| Text section |
Using new embedding models

hey everyone,

So we are currently using supabase as our vector db, all our embeddings were generated using text-embedding-ada-002. Now with the release of the new/improved embedding model text-embedding-3-large, do we need to regenerate the embeddings for our data using this model or is there a way to reuse/convert the existing embeddings we have generated with text-embedding-ada-002 ?

thanks

1 Like

It seems you can do some sneaky math if you want to request 3072 dimensions of 3-large, and convert that to have simultaneous 3k or faster 1k search available, from performing just one embeddings run.

1 Like

any Python example for using embedding-3-large models with dimension reduced?

There’s only an extra parameter to add. dimensions.

Here’s code to request with a smaller “dimensions” variable when you specify it correctly.

supported_models = {
    "ada-002": [1536],
    "3-small": [512, 1536],
    "3-large": [256, 1024, 3072]
}

params = {
    "model": f"text-embedding-{model}",
    "input": embedding_input,
    "encoding_format": "base64"
}

if model in supported_models and dimensions in supported_models[model]:
    if dimensions != max(supported_models[model]):
        params["dimensions"] = dimensions

What to do with (**params) or the base64 return of 32 bit raw floats I’ll leave as an exercise to the reader.

from mteb import MTEB
import openai


model = model="text-embedding-3-large

evaluation = MTEB(tasks=["CQADupstackPhysicsRetrieval"])
results = evaluation.run(model, output_folder=f"results_openai/{model_name}")

i wanted to reproduct the MTEB reults so ,im lookng for python script which can load the openai embedding models directly. is there any way to do that?

| Dataset extract |

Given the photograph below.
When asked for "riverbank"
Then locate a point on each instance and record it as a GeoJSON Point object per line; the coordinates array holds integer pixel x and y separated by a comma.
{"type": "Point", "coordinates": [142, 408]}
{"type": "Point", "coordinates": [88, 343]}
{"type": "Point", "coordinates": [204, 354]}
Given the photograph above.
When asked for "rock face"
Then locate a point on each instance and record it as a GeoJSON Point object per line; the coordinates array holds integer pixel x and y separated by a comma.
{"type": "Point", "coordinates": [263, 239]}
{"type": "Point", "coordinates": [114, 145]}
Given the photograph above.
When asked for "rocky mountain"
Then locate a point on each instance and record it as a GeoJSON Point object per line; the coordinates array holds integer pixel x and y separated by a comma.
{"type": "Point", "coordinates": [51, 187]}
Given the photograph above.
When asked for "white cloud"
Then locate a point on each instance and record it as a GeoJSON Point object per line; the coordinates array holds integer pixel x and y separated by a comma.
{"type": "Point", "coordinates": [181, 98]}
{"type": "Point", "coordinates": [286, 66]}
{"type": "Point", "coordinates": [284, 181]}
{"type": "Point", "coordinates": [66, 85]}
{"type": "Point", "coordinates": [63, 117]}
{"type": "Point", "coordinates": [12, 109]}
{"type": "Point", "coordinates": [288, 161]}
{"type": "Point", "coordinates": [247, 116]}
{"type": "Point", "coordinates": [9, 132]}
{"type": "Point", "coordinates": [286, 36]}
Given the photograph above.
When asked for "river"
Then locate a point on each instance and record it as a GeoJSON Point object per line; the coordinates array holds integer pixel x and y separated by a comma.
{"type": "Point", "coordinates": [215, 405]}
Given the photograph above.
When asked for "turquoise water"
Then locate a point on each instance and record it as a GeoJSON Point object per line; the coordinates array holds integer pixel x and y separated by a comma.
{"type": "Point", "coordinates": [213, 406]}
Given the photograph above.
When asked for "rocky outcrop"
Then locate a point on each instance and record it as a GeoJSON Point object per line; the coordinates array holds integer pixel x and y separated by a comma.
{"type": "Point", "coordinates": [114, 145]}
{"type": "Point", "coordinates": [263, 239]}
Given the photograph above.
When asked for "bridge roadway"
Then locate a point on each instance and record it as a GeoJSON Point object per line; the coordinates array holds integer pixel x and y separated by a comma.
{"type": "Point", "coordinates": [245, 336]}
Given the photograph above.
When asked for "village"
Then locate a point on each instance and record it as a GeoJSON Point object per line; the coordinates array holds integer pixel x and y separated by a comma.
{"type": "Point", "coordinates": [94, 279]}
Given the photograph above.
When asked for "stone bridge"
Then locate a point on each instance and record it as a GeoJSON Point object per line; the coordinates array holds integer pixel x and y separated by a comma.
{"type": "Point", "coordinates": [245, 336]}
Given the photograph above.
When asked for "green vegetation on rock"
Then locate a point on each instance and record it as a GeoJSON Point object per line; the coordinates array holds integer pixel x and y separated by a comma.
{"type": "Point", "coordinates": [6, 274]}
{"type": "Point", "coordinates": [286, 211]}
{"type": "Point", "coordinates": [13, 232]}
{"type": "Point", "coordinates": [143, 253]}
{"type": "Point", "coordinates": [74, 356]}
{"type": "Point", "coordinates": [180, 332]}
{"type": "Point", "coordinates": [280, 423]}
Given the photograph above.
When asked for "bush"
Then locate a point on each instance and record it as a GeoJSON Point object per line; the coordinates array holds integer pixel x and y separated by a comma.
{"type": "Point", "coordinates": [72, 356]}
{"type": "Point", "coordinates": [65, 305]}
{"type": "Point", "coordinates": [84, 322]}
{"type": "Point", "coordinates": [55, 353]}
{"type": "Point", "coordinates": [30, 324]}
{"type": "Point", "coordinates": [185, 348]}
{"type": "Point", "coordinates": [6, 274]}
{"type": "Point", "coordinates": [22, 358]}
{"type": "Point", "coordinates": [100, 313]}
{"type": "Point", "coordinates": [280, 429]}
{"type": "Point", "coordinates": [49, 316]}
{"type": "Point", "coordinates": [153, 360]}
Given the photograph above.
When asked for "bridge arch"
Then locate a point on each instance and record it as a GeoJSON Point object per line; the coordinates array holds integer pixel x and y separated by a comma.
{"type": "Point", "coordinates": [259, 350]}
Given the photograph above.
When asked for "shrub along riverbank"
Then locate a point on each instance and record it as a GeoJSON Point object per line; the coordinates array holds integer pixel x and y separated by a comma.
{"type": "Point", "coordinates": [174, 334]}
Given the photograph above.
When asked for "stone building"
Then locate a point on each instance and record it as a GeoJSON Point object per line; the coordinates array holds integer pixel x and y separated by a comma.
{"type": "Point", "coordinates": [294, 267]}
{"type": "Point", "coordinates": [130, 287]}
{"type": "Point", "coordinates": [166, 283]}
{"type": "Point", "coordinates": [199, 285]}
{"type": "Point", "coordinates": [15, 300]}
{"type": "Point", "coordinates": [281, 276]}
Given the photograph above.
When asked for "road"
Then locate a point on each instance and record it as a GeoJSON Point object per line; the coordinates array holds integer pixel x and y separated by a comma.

| About this exercise |
Answer these about the forum thread on embedding models:
1. What vector database is the original poster's team using?
2. What dimension values does the code list for "3-large"?
3. What extra parameter needs to be added to get reduced dimensions?

| Solution for this task |
1. Supabase.
2. 256, 1024, and 3072.
3. dimensions